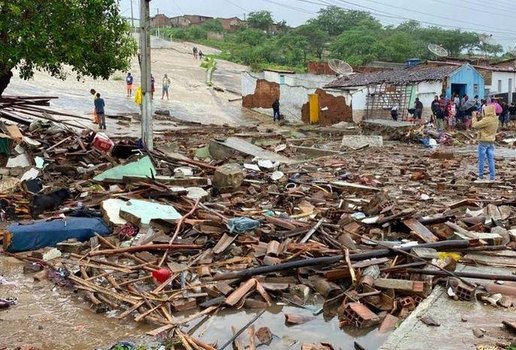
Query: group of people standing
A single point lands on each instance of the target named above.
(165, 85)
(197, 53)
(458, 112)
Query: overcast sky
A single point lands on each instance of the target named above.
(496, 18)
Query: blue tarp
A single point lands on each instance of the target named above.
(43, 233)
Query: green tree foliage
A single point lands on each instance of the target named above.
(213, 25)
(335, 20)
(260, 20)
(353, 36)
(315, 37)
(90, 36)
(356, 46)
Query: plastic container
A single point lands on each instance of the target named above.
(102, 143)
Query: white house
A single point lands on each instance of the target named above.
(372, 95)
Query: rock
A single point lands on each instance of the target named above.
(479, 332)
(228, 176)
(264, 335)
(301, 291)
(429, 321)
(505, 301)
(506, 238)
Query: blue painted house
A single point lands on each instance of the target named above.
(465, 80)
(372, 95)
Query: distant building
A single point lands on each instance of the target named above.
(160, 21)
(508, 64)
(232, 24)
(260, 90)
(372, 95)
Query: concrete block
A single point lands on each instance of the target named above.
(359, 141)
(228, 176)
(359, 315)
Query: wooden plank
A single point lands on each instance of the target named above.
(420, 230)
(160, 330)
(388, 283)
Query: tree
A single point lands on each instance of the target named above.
===
**ASSIGNMENT**:
Each line in the listing where the word "house" is found is to be copied.

**EXPECTED ANSWER**:
Query: white house
Query: blue painted house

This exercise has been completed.